> EXCERPTED TEXT
# Alfine gearing?



## mtb143 (Aug 26, 2007)

Okay, apologies in advance for asking a question that I'm certain has already been answered here...somewhere. Alas, my search-fu must be weak because I could not find the secret knowledge.

So what I need help with is figuring out a chainring size to go with my new (to me) Alfine 8 speed hub. I'd ideally like a gear range that's similar to a 32 tooth chainring with an 11-34 cassette, or perhaps a bit lower.

I tried to play with Sheldon Brown's gear calculator, but either I'm stoopid (entirely possible) or the calculator doesn't work for IGH's.

Any help is appreciated.


----------



## bikeisbetter (Aug 15, 2009)

Alfine gear ratios are 0.53, 0.64, 0.75, 0.85, 1, 1.22, 1.42 and 1.62 so if you want your low ratio to be 32/34~=0.94 with a 32 teeth chain ring, you're gonna need 0.53*32/18~=0.94 an 18 teeth sprocket.

32/18~=1,77 of primary ratio so you're very close to the safe side of how the hub can be configured. There is no consensus on MTBR (and never will be) on how low can one go, typical Shimano recommendation for their other hubs is 1.9 or 2. I ride 38/21~=1.8 and the hub (Nexus SG-8R36) does not seem to be overtorque'd at all (although it clunks occasionally when powershifted, solution: don't powershift). Others ride 32/22~=1.45 and report the hub alive. Someone apparently blew it at 26/20.


----------



## irrah (Dec 18, 2008)

mtb143 said:


> So what I need help with is figuring out a chainring size to go with my new (to me) Alfine 8 speed hub. I'd ideally like a gear range that's similar to a 32 tooth chainring with an 11-34 cassette, or perhaps a bit lower.
> 
> I tried to play with Sheldon Brown's gear calculator, but either I'm stoopid (entirely possible) or the calculator doesn't work for IGH's.
> 
> Any help is appreciated.


hi,

Try this excellent gear-calculator.com calculator.
It allows you to compare the different gearing options.
Just click and move the cogs and chainrings.
http://www.gear-calculator.com/#KB=...19,21,23,26,30,34&GT2=DERS&TF=85&UF=2075&SL=2
(Shimano inter8=Alfine)


----------



## mtb143 (Aug 26, 2007)

Thanks, gents! 

@irrah, that gear calculator is brilliant!

@bikeisbetter, even better, now I see how to do the maths! Many thanks.

> EXERCISE TASKS
1 > List the eight Alfine gear ratios given in the Alfine gearing thread.
2 > Extend the Alfine gearing thread past its last post.

> INFORMATION SUPPLIED

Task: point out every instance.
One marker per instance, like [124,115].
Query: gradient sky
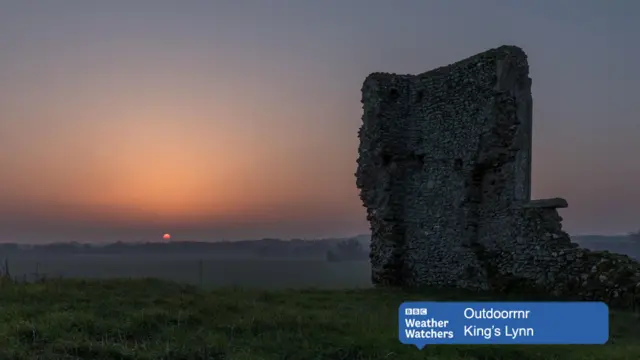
[121,120]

> RESPONSES FOR EACH TASK
1 > 0.53, 0.64, 0.75, 0.85, 1, 1.22, 1.42, 1.62

2 >
----------



## pursuiter (May 28, 2008)

bikeisbetter said:


> ...Someone apparently blew it at 26/20.


No, he didn't assemble the cog onto the hub correctly, he fixed his mistake, it's still working.


----------



## presslab (Jan 5, 2007)

I broke my Alfine 8 running 32/20. So guess what? I just built a Alfine 11 and now running 32/22!

Actually I think a brief incident of cable misalignment fatally damaged my Alfine 8. Time will tell how 32/22 lasts but I know that my bad knee thanks me!


----------



## Leopold Porkstacker (Apr 21, 2010)

presslab said:


> I broke my Alfine 8 running 32/20. So guess what? I just built a Alfine 11 and now running 32/22!
> 
> Actually I think a brief incident of cable misalignment fatally damaged my Alfine 8. Time will tell how 32/22 lasts but I know that my bad knee thanks me!


Curious, how many miles had you put on it before it broke? I am running a 32/16 and everything seems to have been running smoothly for the last 2000 miles; the previous 900 miles were running a 36/17.


----------



## presslab (Jan 5, 2007)

I would estimate around 800 miles before it broke. The 2nd gear pawl broke, disabling 2nd and 6th gear. I also had done some creek fording and had water inside the hub twice. The roller clutches would grind when there was water in there.

After removing the broken pawl, I rode it for another 500 miles after that and it is still working now, albeit without 2nd and 6th.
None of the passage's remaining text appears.